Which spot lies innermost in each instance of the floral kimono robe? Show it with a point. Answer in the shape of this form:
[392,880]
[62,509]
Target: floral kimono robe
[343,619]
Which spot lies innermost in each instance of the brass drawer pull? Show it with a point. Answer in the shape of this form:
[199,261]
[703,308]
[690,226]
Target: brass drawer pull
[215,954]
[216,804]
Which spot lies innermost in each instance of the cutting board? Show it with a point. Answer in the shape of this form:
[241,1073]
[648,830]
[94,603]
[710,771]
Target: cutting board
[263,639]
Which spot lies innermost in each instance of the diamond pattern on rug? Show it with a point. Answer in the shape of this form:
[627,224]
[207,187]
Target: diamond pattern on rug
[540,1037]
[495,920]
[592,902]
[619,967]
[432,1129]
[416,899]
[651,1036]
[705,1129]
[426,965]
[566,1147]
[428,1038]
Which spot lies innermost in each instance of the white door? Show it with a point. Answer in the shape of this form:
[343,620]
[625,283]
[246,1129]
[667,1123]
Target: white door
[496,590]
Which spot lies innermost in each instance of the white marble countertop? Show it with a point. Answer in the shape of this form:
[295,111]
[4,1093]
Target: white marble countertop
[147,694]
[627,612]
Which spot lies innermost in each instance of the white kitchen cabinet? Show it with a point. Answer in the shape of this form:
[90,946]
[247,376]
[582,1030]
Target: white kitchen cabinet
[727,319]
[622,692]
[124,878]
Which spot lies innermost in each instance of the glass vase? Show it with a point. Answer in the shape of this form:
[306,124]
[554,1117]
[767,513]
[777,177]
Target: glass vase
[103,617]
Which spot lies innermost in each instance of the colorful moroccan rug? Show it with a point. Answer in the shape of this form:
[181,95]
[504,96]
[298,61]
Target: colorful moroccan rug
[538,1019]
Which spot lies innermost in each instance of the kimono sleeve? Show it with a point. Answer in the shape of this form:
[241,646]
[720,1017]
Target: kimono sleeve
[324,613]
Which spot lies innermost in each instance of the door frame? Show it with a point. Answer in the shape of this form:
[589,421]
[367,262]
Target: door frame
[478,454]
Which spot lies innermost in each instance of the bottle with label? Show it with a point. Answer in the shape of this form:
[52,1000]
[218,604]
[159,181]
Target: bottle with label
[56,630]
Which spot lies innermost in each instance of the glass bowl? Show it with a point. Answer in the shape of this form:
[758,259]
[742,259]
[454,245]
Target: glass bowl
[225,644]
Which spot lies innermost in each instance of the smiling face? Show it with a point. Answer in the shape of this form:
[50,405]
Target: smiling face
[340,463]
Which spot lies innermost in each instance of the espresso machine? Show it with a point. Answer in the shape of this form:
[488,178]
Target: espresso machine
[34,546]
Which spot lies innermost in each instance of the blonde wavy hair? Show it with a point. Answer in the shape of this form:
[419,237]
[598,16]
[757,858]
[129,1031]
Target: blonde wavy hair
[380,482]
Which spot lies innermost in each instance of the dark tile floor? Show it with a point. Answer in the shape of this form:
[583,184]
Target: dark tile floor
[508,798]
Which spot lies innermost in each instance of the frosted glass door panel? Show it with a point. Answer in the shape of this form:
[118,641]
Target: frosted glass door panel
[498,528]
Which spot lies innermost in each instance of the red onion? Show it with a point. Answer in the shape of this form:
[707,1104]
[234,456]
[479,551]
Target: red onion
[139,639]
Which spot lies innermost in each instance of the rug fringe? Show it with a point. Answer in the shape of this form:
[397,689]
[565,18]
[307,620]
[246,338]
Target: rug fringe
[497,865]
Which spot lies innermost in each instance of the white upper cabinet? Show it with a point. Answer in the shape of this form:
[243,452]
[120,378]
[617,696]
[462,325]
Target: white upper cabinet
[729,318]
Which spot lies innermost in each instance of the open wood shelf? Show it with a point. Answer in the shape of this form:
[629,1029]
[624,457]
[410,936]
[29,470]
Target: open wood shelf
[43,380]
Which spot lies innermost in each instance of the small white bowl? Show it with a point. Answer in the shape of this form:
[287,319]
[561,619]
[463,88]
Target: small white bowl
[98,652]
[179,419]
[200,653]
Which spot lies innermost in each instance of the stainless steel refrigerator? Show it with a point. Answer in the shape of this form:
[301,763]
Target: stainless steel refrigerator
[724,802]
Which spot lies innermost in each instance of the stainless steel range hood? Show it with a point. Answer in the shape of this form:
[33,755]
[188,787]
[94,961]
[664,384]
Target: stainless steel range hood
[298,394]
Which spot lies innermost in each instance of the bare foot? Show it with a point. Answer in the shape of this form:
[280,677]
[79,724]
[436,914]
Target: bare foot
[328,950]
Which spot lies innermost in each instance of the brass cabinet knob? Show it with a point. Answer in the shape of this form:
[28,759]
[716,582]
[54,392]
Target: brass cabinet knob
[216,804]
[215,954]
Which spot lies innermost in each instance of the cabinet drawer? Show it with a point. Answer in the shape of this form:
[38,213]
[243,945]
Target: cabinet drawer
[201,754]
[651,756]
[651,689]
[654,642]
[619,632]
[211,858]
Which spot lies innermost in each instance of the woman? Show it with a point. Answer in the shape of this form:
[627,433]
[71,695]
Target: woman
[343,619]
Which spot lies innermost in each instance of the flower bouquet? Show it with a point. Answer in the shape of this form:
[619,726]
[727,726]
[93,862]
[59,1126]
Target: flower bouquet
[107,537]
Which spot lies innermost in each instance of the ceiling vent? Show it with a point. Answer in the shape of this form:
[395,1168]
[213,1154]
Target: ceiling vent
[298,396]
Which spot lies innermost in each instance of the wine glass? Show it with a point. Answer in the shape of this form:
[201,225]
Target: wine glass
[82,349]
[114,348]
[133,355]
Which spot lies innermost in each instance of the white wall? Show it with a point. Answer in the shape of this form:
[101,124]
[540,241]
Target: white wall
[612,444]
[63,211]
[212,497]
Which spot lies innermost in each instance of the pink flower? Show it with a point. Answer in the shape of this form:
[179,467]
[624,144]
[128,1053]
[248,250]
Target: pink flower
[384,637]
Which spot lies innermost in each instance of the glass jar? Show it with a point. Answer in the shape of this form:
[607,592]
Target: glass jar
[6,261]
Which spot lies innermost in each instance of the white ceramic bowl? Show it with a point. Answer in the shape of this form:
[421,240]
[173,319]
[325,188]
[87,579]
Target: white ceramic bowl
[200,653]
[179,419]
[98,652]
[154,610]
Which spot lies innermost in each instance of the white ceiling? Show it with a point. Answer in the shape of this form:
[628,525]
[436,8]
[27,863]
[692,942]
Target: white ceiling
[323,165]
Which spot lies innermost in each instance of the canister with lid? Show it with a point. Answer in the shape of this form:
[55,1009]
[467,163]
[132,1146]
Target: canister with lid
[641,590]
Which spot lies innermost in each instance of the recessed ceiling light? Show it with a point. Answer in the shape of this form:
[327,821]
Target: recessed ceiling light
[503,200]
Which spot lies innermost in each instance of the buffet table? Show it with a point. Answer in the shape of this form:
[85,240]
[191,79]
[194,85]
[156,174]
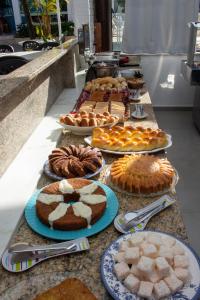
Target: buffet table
[86,265]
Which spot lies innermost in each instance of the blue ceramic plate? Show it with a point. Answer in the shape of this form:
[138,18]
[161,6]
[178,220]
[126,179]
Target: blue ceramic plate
[118,291]
[102,223]
[53,176]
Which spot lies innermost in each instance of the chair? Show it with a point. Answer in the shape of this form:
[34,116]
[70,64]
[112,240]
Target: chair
[49,45]
[30,46]
[10,63]
[6,48]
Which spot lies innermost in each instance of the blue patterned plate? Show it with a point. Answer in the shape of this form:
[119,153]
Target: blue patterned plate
[102,223]
[118,291]
[53,176]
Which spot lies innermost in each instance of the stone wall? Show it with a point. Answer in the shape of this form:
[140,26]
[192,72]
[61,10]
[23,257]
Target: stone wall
[23,107]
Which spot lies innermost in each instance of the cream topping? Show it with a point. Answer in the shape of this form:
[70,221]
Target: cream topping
[82,210]
[50,198]
[88,189]
[93,199]
[58,213]
[65,187]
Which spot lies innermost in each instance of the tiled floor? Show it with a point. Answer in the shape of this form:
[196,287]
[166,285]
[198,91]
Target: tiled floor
[185,156]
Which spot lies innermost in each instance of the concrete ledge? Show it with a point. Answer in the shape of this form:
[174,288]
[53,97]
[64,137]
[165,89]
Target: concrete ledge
[27,95]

● **Given problem**
Leave out every picture and write out exactly the lines running from the line containing "Which spot lies innermost in each instance of the buffet" to the end of the listing above.

● **Worked solution**
Which spot lies innermost in each instance of the buffet table? Show it with a point. Answer in the shape of this form:
[85,240]
[191,79]
[194,85]
[156,174]
Target: buffet table
[86,265]
Which spot lies innermost in each instance of the blue ceramic plate? Show it with a point. Answer in the shape of this form:
[138,18]
[161,6]
[178,220]
[126,179]
Target: blue ceramic plate
[118,291]
[102,223]
[53,176]
Which spot lies innermost in each instance of the chair? Show it with a point. Answer in the shape of this form:
[34,116]
[70,64]
[112,240]
Target: chair
[49,45]
[30,46]
[10,63]
[6,48]
Which spot lies innermost in each instance of the blue patterned plate? Show it with a point. Answer in the shape of this form:
[119,153]
Target: blue patterned plate
[102,223]
[118,291]
[53,176]
Which spot lies innermost in each instance of the stone wall? Show it with a point. Answer in the shape of this form:
[140,26]
[192,72]
[61,10]
[23,257]
Target: stone wall
[23,107]
Which spot lies innermost in each instance of the cream topping? Show it with a point. Answer in the shape of this form:
[70,221]
Target: cream topping
[82,210]
[50,198]
[88,189]
[93,199]
[58,213]
[65,187]
Which spot lies innermost in each instance of the tiled floor? Show it with a point. Answer in the shape of this form:
[196,287]
[166,285]
[198,91]
Target: tiled floor
[185,156]
Which spot lies innermost in each instance of the concrete ledge? Show it with a point. Answer in the shape of this form:
[174,288]
[53,97]
[64,137]
[165,89]
Target: concrete ledge
[27,95]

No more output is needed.